(Kutipan Teks):
────────────────────────────────────────

Puslabfor Bareskrim Polri Ungkap 8 Tantangan Forensik Digital

Pemeriksa Utama Pusat Laboratorium Forensik Bareskrim Polri, Kombes Pol. Muhammad Nuh Al-Azhar

Cyberthreat.id -  Pemeriksa Utama Pusat Laboratorium Forensik Bareskrim Polri, Kombes Pol. Muhammad Nuh Al-Azhar mengatakan digital forensik adalah tulang punggung saat melakukan investigasi berbagai macam kasus kejahatan siber.

Berbicara dalam webinar "Penanganan Cyber Crime di Era Globalisasi”, Selasa (20 Oktober 2020), Nuh memaparkan, pada 2019 ada 337 kasus hukum yang memanfaatkan forensik digital dengan 1.487 item barang bukti digital.

Menurutnya, investigasi dengan digital forensik ini cukup kompleks dan rumit. Penyelesaiannya bisa dalam hitungan jam, hingga tahunan. Bahkan, ada pula kasus yang tak terungkap.

────────────────────────────────────────

(Materi yang Disediakan):

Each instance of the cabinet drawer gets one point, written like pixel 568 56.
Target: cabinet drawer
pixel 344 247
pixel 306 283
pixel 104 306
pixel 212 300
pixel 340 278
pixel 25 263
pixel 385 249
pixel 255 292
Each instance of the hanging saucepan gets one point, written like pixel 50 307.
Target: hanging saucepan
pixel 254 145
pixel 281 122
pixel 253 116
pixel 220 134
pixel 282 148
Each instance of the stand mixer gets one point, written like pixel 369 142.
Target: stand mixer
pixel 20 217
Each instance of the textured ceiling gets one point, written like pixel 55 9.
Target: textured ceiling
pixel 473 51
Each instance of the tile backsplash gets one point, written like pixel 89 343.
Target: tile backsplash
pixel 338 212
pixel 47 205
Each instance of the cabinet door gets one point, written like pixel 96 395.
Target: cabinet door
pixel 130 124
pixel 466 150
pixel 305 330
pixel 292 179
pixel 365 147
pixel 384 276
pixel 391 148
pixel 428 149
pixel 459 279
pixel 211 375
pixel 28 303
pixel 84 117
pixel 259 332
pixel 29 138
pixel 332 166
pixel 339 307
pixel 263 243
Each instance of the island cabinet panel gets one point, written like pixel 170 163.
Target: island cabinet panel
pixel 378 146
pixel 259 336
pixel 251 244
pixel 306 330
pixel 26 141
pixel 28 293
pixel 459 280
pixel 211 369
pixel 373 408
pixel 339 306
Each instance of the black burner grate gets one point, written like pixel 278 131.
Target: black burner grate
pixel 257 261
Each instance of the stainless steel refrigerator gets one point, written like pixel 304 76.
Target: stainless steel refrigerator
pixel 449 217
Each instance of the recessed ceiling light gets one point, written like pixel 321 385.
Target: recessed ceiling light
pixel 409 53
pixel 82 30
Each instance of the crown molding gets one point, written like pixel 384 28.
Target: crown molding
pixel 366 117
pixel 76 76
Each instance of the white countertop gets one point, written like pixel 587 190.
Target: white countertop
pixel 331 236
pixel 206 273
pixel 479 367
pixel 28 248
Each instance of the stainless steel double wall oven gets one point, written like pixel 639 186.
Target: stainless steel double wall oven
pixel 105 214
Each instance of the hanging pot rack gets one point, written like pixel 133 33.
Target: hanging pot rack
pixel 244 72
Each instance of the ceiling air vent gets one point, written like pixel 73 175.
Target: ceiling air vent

────────────────────────────────────────

(Tugas yang Dikerjakan):
1. Ulangi kata demi kata bagian artikel forensik digital dari "Cyberthreat.id -  Pemeriksa" sampai "barang bukti digital.".
2. Jawablah pertanyaan berikut berdasarkan artikel forensik digital.
(a) Apa judul webinar tempat Nuh berbicara?
(b) Menurut Nuh, forensik digital merupakan apa saat menginvestigasi kasus kejahatan siber?
(c) Berapa lama penyelesaian investigasi dengan forensik digital?
3. Dalam artikel forensik digital, cari kalimat yang menyebut webinar. Daftarlah semua bilangan yang tertulis dengan angka di kalimat itu.
Gunakan artikel forensik digital itu sebagai satu-satunya sumber.

(Hasil Pengerjaan Tugas):
1.
Cyberthreat.id -  Pemeriksa Utama Pusat Laboratorium Forensik Bareskrim Polri, Kombes Pol. Muhammad Nuh Al-Azhar mengatakan digital forensik adalah tulang punggung saat melakukan investigasi berbagai macam kasus kejahatan siber.

Berbicara dalam webinar "Penanganan Cyber Crime di Era Globalisasi”, Selasa (20 Oktober 2020), Nuh memaparkan, pada 2019 ada 337 kasus hukum yang memanfaatkan forensik digital dengan 1.487 item barang bukti digital.

2.
(a) "Penanganan Cyber Crime di Era Globalisasi"
(b) Tulang punggung
(c) Dalam hitungan jam hingga tahunan

3. 20, 2020, 2019, 337, 1.487